[Задание 1]
В каком издании, согласно тексту о Карамзине, в поле его зрения как переводчика попали события в Африке, Китае и Японии?
[Задание 2]
Продолжите текст о Карамзине с того места, где он заканчивается.

[Цитируемый текст]
---+---

Интересы Карамзина поражают своим глобализмом: он обращается к литературам и культурам Европы, Азии (Ближнего и Дальнего Востока), Африки и Америки. Понятие «глобальный текст», производное от концепта «глобализация», появилось недавно. Оно предполагает рассмотрение современной цивилизации как универсального гипертекста, в котором объединены страны и континенты посредством интеграции экономик, современных средств сообщения и коммуникаций. И цивилизованный человек в таком мире не чувствует себя чужим. Н. М. Карамзин задолго до возникновения этого понятия, по существу, уже стремился воспринимать мир в его единстве, чему во многом способствовало его путешествие по Европе, личное знакомство и общение с выдающимися представителями европейской культуры и, не в последнюю очередь, его интенсивная переводческая деятельность.
Топографическое расширение изображаемых стран происходит у Карамзина постоянно, от издания к изданию. И если художественные произведения для перевода могли представить только отдельные страны Азии (Индия, Персия), то культурологические описания разных народов Карамзин черпал в многообразных описаниях путешествий. В последний период – во время издания «Вестника Европы» – в поле зрения Карамзина-переводчика попадают события, происходящие в разных частях мира – Африке, Китае, Японии, на островах Гаити, Цейлон и многих других местах. В центре его внимания уже не отдельные страны, но целые континенты.

---+---

Записи с указанием объектов по меткам:
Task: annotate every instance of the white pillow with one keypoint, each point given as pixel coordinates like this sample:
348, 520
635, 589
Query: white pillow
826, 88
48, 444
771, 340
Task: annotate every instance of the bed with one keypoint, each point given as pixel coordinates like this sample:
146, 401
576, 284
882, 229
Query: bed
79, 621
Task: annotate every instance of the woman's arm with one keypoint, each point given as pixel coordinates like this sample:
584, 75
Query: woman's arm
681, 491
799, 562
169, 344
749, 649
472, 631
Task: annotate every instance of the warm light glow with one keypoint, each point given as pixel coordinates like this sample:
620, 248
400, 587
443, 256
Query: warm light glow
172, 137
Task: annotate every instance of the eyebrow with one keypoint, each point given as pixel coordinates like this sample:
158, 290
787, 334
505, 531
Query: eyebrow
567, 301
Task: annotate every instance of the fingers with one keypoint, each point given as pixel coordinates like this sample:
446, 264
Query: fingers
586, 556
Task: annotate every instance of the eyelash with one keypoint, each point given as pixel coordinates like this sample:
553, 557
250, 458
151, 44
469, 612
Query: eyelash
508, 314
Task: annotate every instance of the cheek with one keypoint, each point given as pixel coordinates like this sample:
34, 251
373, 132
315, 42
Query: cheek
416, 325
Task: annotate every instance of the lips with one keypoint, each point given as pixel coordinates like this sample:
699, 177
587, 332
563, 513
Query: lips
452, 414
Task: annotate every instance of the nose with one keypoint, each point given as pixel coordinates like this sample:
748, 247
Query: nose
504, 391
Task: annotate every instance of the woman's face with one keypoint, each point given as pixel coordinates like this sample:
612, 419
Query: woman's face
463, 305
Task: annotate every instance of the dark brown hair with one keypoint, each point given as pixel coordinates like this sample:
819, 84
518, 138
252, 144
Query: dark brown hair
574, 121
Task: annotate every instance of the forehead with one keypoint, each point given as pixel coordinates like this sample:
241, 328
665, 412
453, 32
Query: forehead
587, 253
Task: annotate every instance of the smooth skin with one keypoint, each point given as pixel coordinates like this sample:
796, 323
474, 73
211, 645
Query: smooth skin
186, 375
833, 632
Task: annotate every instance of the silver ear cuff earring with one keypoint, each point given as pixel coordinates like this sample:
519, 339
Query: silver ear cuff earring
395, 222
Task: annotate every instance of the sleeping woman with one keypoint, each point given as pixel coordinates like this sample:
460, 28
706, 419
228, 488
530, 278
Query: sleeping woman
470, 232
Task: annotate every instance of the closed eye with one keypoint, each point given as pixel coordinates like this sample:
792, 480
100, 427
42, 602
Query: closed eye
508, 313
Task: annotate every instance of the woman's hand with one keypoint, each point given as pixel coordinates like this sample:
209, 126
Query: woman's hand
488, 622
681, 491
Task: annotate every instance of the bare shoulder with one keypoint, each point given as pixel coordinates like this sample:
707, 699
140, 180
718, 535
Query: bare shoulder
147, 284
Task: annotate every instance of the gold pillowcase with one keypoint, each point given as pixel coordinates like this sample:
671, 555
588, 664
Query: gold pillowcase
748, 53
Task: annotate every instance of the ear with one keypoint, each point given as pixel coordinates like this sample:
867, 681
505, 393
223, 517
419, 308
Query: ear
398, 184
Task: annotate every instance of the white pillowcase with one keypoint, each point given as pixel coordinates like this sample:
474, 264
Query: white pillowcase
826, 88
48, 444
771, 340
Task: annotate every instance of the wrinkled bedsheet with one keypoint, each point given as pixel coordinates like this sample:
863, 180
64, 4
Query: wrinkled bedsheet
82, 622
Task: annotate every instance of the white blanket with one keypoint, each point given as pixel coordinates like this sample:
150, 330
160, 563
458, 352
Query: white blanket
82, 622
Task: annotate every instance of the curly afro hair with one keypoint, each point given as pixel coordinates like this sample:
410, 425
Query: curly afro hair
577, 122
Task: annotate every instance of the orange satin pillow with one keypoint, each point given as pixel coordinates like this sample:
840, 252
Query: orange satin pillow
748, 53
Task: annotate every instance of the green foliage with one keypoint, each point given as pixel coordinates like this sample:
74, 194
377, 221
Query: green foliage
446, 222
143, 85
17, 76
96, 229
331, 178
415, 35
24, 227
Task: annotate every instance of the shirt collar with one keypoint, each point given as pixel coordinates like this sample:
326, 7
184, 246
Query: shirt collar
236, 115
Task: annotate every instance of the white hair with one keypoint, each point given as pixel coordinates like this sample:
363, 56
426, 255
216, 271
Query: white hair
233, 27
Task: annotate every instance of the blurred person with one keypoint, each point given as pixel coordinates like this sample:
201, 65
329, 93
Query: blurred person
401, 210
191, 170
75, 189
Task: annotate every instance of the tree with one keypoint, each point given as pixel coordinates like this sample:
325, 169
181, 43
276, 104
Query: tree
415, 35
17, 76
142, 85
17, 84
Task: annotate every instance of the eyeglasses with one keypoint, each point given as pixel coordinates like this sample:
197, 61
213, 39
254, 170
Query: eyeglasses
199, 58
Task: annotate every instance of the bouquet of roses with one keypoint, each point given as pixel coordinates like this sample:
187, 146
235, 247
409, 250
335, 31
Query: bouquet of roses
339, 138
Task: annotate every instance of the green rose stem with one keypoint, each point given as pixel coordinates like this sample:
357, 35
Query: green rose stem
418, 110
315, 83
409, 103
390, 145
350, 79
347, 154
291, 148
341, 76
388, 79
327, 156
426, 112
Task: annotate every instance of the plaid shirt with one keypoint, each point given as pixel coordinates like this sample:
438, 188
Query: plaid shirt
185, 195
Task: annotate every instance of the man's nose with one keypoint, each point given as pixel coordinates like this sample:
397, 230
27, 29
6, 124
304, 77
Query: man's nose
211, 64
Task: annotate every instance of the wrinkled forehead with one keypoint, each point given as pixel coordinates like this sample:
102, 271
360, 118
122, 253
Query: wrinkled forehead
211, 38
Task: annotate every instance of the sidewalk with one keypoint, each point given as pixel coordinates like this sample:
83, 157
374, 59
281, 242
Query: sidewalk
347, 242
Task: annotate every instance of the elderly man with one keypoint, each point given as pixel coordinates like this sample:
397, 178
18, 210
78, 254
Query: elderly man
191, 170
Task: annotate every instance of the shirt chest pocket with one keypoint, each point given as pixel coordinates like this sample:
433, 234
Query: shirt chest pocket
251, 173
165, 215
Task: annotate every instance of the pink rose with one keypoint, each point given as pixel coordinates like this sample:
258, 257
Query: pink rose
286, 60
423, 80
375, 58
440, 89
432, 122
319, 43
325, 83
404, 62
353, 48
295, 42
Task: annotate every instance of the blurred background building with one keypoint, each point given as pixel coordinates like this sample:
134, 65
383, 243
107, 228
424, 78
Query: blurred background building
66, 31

---+---

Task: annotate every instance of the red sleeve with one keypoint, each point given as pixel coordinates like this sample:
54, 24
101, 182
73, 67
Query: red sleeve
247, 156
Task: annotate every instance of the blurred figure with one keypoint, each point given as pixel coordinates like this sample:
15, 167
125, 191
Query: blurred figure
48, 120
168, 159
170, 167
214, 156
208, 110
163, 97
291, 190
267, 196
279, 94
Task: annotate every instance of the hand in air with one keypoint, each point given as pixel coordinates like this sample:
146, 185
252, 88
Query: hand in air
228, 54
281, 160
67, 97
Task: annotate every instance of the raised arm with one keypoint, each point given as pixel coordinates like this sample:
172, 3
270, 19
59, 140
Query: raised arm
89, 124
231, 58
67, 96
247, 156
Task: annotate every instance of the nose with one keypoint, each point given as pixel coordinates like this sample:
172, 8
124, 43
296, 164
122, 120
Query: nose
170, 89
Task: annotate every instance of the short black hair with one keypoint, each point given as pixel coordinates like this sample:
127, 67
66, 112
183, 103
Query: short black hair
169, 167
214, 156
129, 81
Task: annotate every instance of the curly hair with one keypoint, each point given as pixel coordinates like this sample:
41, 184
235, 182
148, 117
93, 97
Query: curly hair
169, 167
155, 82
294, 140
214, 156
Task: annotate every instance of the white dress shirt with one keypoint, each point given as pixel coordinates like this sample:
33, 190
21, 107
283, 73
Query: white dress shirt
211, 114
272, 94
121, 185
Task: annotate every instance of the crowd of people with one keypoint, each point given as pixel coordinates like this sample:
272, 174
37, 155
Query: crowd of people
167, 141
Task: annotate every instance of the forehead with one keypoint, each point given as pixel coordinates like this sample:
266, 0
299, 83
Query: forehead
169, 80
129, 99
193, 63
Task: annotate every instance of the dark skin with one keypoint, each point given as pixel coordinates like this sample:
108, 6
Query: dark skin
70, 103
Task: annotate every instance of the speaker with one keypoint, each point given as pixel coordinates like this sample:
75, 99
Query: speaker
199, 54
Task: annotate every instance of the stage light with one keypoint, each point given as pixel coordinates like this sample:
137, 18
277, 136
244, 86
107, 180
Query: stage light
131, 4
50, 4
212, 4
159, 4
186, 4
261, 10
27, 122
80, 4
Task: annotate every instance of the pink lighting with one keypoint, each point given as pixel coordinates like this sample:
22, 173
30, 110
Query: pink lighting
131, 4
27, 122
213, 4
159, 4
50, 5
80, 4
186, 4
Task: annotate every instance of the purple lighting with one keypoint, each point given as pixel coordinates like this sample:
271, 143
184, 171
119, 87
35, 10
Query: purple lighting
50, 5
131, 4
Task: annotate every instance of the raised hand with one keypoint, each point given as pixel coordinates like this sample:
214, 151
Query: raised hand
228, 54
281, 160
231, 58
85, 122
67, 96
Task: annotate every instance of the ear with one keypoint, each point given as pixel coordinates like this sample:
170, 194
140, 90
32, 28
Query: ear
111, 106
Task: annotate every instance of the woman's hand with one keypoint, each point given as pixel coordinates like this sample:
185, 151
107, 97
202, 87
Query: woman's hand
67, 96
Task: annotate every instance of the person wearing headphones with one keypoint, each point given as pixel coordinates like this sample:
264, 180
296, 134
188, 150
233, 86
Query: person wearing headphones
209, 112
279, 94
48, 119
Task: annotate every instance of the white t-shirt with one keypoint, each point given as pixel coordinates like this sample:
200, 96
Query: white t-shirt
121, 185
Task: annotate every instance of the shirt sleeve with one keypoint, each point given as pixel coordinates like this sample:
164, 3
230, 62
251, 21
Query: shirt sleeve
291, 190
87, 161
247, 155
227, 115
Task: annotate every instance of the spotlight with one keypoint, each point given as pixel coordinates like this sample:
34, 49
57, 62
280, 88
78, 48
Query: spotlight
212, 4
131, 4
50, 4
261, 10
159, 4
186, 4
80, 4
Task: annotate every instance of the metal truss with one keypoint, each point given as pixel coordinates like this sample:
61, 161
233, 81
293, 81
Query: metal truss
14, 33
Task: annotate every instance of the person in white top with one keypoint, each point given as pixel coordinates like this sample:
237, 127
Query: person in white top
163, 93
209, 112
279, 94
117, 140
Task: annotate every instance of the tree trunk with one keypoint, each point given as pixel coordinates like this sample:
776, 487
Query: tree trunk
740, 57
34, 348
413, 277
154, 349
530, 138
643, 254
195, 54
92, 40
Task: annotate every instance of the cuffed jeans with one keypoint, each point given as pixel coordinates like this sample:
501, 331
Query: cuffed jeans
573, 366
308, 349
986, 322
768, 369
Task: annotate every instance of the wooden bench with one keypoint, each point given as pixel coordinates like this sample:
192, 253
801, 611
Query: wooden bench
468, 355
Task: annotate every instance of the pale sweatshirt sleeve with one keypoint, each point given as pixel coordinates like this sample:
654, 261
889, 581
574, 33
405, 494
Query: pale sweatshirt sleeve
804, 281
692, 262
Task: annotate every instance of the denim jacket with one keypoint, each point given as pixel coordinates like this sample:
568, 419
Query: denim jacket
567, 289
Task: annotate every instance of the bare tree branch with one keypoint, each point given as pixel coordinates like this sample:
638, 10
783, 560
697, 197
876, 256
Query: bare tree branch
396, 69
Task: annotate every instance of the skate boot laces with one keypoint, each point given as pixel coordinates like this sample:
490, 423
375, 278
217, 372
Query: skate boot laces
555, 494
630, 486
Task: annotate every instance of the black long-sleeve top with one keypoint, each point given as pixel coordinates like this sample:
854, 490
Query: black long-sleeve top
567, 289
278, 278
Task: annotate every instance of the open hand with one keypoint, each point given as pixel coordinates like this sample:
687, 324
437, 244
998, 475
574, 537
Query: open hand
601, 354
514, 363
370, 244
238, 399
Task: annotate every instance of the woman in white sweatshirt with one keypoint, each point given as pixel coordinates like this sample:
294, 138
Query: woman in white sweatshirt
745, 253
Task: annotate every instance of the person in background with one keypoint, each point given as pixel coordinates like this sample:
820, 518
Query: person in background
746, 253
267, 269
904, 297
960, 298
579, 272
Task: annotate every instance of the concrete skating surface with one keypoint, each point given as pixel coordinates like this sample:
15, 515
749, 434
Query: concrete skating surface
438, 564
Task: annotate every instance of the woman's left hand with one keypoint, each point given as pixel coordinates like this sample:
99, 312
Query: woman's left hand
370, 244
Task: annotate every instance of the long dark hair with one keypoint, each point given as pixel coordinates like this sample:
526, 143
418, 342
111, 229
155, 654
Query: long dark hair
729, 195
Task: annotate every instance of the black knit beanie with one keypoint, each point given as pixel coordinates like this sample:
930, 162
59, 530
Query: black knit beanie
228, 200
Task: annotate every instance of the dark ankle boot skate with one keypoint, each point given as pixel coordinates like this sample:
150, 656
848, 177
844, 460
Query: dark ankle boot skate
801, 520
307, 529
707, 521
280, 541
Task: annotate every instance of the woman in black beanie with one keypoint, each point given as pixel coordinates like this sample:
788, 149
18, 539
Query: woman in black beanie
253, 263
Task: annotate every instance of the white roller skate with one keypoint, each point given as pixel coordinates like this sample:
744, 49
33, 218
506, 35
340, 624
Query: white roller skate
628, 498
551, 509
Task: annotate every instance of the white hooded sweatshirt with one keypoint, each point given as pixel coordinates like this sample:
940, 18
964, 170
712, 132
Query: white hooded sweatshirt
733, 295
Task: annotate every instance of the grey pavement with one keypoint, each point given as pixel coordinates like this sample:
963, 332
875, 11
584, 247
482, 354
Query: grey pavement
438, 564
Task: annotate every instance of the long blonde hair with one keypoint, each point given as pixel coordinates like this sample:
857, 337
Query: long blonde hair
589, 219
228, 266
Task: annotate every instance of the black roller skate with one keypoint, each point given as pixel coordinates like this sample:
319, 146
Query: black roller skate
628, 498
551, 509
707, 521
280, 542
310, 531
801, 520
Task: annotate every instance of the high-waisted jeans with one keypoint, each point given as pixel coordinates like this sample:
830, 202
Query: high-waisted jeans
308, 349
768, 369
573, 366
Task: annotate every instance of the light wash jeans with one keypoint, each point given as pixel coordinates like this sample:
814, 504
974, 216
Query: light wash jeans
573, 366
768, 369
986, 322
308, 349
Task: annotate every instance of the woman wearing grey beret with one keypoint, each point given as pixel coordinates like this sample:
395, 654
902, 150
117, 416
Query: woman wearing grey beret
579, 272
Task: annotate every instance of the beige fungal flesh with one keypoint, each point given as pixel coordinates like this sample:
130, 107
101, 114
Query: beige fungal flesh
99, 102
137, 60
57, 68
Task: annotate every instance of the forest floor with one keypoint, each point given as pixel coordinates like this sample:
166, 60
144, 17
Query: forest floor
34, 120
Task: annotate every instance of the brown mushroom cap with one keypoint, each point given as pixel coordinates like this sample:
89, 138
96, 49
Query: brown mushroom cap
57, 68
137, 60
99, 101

---+---

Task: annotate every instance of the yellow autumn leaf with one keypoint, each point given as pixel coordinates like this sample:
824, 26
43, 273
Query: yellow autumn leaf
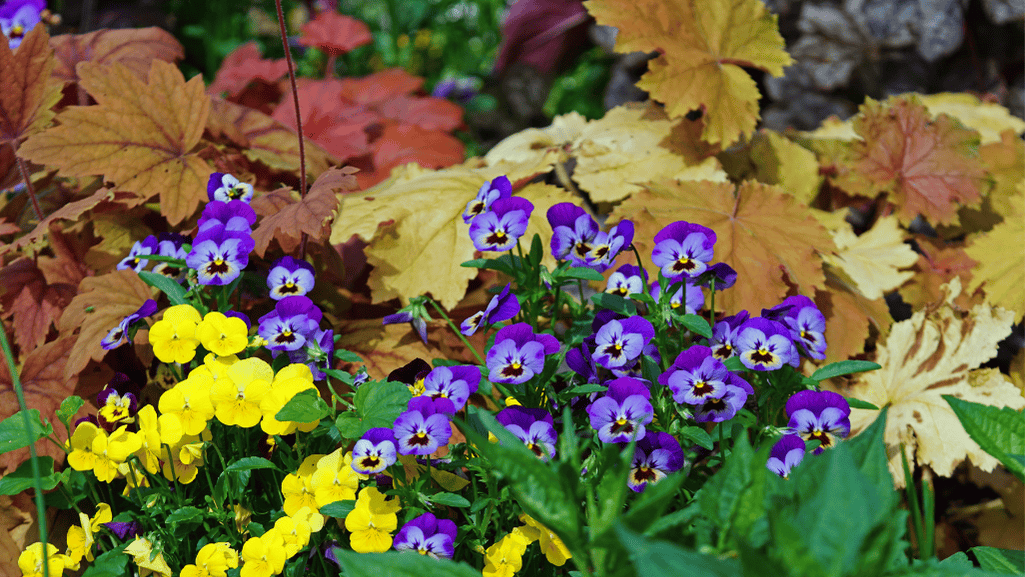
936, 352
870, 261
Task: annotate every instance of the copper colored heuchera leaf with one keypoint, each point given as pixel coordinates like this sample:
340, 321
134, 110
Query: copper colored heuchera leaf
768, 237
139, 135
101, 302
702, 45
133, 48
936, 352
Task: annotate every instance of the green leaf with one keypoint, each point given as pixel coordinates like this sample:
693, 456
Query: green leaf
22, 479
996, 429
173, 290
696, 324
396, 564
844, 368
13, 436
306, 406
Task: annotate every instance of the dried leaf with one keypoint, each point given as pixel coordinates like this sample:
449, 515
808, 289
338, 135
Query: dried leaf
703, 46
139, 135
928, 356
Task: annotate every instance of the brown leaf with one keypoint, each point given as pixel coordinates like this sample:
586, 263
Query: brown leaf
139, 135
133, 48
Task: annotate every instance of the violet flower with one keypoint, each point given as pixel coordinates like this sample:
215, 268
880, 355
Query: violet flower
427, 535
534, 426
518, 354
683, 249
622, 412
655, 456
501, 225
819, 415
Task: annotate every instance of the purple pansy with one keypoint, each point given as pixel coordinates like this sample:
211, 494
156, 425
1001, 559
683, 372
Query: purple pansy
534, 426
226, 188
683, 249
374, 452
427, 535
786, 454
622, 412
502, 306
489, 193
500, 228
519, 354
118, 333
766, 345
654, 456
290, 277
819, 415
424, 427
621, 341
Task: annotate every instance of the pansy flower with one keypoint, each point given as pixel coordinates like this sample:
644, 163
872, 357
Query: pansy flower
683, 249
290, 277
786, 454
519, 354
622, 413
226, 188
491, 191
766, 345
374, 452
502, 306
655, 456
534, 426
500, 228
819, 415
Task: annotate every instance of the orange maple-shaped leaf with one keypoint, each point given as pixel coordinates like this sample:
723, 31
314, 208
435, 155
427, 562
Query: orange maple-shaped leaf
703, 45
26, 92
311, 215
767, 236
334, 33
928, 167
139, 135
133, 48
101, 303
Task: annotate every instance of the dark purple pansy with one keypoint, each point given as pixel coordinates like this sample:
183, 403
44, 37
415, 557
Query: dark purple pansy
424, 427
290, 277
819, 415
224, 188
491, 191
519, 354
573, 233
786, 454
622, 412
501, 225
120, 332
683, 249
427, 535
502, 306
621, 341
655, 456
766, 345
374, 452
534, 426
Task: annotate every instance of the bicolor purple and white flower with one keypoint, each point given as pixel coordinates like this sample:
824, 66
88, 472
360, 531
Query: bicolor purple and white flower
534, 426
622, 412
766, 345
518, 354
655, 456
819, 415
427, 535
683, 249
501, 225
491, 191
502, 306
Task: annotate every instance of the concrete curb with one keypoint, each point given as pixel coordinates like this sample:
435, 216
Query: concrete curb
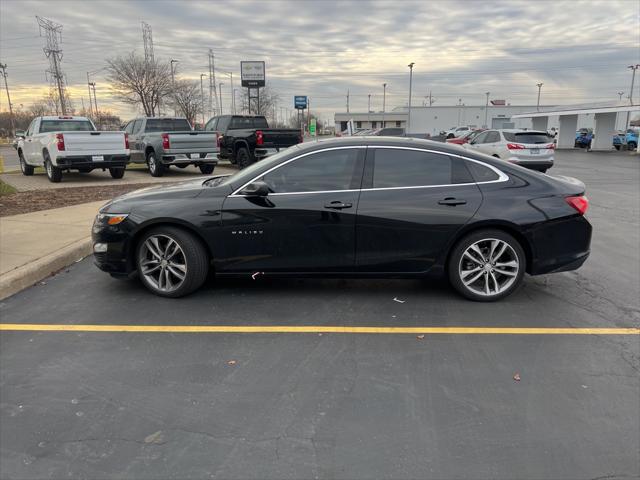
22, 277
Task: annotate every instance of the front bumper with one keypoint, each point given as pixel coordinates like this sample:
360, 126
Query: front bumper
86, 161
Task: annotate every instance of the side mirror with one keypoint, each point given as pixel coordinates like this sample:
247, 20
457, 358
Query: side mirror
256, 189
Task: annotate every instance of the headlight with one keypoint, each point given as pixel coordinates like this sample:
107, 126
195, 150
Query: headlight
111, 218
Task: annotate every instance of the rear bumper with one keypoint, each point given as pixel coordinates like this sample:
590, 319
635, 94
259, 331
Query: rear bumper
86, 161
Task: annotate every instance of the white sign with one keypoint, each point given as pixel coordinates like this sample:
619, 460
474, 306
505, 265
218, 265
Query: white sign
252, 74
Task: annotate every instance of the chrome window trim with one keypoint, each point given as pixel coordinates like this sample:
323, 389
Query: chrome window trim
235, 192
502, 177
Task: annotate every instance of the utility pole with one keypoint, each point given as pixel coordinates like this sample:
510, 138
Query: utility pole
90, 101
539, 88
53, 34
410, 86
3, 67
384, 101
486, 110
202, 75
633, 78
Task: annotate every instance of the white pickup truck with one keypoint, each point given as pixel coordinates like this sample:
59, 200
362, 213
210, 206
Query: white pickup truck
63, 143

---+---

[Ответ к заданию 1]
Во время издания «Вестника Европы».

[Ответ к заданию 2]
Для создания масштабной картины мира Карамзин использовал в переводном наследии разные дискурсы, взаимодействующие друг с другом: античный, английский, американский, итальянский, швейцарский, восточный и другие дискурсы. Если понимать под дискурсом не только произведение той или иной национальной культуры, но и язык переводного источника, то самыми важными и сквозными в переводном наследии Карамзина являются французский и немецкий дискуры1. Подобное предпочтение обусловлено тем, что Карамзин лучше всего владел французским и немецким языками, которым обучался с детства. Английский он знал хуже, особенно до своего путешествия в Европу, в чем сам признавался. Это объясняет, почему выдающихся английских авторов он переводил, как правило, через языки-посредники, – немецкий и французский. Так, трагедию У. Шекспира «Юлий Цезарь» он перевел в 1787 г. не с оригинала, а с лучшего на то время немецкого перевода-посредника. Вместе с тем пребывание в Англии дало ему необходимую практику, которая позволила позднее непосредственно черпать публицистические материалы для «Вестника Европы» в английской периодике.
В процессе исследования переводческой деятельности Карамзина мне удалось установить более 300 наименований2. Своими переводами, как и оригинальными сочинениями, он, по выражению Белинского, «распространял в русском обществе познания, образованность, вкус и охоту к чтению»3.
Именно Карамзин способствовал распространению в России известности Демосфена, Плутарха, Цицерона, Саллюстия, Лукана, Оссиана, Калидасы, Саади, Шекспира, Томсона, Стерна, Лессинга, Шиллера, Морица, Бартелеми, Бюффона, Бонне, Сталь, Жанлис, Мармонтеля, Мерсье, Флориана, Франклина и многих других писателей, философов и эстетиков.
Переводной характер любого произведения, опубликованного Карамзиным, был им четко идентифицирован. В этом состояло принципиальное отличие его деятельности от практики, принятой в XVIII в. Используемые Карамзиным обозначения можно представить в виде достаточно продуманной системы.
Самые выдающиеся авторы и произведения указывались полностью (иногда и на языке оригинала) и, как правило, сопровождались предисловиями, пояснениями или примечаниями, в которых давалась краткая характеристика и раскрывалась их значимость. Развернутыми Предисловиями сопровождались, например, переводы «Юлия Цезаря» У. Шекспира, «Эмилиии Галотти» Г. Э. Лессинга. Более скромными пояснениями и комментариями Карамзин снабдил публикации переводных произведений Ж. де Сталь, Ж. К. Флориана, С. Ф. де Жанлис и других известных прозаиков конца XVIII в.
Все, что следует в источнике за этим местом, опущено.